■ What this task involves: Return every line in the data below that contains the string "screen".

Stored data entries
****************

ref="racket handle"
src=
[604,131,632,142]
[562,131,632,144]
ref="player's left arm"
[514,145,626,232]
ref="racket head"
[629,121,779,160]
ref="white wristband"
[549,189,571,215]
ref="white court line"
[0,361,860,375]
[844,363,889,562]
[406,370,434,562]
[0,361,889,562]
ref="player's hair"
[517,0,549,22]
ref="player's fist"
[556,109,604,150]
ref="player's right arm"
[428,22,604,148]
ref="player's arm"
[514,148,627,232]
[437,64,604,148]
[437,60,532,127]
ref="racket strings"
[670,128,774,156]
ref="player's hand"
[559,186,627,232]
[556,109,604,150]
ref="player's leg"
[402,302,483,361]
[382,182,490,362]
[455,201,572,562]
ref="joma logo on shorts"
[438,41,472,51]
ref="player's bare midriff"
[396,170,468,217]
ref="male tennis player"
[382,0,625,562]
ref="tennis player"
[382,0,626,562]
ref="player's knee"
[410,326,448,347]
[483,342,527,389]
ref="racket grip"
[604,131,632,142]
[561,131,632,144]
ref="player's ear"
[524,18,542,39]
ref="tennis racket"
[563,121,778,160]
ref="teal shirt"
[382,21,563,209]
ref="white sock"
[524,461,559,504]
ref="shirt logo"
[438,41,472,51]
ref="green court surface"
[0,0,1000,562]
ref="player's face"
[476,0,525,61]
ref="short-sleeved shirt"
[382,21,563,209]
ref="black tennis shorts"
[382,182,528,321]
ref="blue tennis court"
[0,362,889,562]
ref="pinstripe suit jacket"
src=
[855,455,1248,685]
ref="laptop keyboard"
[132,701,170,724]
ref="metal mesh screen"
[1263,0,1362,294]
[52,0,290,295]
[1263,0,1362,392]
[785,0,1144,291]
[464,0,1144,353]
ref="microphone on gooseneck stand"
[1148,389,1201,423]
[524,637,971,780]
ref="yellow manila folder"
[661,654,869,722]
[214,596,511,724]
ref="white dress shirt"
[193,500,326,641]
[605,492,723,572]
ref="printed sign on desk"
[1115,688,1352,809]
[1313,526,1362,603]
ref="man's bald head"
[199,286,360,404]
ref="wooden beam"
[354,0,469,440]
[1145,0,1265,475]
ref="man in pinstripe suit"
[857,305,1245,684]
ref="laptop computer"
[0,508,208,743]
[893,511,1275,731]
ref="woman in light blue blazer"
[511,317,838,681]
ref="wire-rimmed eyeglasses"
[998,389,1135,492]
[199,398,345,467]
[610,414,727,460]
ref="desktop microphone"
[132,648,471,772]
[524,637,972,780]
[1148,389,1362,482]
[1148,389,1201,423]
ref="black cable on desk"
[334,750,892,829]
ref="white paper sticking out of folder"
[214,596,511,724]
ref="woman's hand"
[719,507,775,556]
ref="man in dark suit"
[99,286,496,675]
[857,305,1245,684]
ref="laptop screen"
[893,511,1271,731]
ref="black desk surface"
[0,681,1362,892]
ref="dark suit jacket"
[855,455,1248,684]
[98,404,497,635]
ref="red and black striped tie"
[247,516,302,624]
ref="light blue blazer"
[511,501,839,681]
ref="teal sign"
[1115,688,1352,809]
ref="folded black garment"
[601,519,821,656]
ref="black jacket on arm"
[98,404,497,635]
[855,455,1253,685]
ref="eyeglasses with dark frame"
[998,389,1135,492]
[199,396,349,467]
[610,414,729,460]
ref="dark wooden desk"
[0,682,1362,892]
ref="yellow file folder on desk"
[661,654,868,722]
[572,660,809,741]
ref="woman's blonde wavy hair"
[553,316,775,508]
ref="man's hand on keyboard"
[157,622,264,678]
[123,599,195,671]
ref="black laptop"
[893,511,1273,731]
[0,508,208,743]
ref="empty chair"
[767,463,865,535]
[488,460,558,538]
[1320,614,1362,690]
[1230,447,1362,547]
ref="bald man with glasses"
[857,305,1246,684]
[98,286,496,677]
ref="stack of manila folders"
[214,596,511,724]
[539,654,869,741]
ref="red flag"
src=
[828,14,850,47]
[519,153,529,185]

****************

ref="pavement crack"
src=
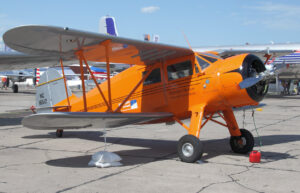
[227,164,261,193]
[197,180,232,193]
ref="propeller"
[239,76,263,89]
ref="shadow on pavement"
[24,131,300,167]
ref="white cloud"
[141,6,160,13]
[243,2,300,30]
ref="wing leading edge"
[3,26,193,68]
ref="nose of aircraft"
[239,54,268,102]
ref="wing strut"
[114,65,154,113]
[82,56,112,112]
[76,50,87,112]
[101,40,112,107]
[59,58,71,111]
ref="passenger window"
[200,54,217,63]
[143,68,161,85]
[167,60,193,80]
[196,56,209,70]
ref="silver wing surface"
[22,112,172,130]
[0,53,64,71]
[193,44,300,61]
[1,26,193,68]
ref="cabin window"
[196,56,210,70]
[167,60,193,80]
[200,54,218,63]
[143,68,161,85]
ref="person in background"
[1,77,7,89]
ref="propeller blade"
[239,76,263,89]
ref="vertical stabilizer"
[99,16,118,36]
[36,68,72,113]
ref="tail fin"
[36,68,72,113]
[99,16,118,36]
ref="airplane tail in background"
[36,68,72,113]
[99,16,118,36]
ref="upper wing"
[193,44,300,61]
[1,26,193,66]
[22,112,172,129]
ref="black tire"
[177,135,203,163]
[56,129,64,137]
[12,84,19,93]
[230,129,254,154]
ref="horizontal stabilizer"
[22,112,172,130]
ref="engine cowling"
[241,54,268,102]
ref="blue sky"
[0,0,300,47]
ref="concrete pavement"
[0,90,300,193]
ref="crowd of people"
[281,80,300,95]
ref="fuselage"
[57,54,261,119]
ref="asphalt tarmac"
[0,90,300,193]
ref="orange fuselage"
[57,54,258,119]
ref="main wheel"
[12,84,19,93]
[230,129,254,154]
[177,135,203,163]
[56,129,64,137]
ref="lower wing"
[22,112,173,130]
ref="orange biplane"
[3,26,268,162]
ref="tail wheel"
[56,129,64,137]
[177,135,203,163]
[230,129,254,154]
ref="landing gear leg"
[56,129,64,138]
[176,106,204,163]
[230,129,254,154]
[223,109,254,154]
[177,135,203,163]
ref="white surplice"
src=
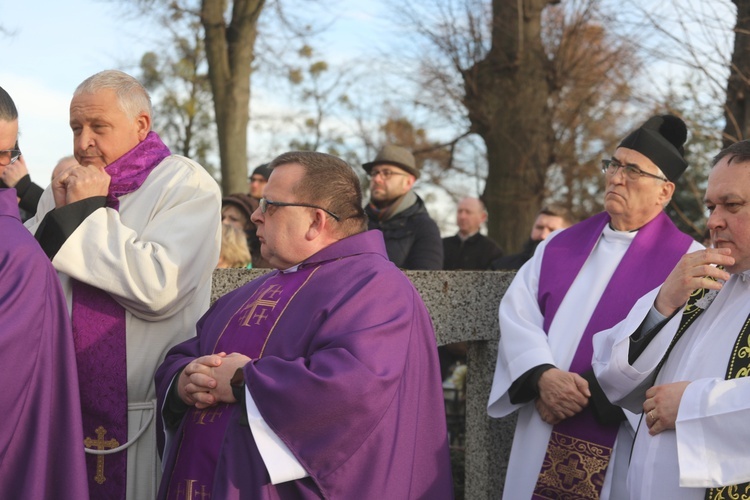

****************

■ Worked solution:
ref="metal mesh screen"
ref="laptop screen"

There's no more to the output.